(RECORDS SHOWN Opens)

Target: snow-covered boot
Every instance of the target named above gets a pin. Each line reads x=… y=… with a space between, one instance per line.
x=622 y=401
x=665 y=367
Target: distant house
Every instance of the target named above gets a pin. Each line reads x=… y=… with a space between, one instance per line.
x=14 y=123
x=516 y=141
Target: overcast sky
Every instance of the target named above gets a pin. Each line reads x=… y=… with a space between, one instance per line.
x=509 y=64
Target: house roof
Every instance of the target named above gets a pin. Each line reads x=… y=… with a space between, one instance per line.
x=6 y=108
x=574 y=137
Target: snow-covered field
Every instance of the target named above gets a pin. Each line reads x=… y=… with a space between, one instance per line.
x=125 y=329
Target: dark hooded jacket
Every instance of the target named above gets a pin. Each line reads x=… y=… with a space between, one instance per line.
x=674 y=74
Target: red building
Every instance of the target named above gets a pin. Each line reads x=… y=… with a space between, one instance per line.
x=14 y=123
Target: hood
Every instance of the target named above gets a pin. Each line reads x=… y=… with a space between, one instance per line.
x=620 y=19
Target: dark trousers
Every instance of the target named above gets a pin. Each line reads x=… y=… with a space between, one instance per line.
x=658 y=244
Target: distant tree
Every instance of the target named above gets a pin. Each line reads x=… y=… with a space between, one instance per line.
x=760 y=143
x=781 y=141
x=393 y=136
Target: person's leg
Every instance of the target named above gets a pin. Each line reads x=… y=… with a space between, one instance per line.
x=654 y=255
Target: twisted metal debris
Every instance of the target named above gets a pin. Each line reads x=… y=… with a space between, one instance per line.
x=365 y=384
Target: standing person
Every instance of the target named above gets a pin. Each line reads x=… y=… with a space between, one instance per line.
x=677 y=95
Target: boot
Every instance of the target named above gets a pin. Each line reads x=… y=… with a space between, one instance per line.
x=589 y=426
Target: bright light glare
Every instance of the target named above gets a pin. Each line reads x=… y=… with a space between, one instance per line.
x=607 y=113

(RECORDS SHOWN Closes)

| EXERCISE AIM |
Copy from the entries only those lines that hold the word "covered".

| OUTPUT BELOW |
Target: snow-covered boot
Target: snow-covered field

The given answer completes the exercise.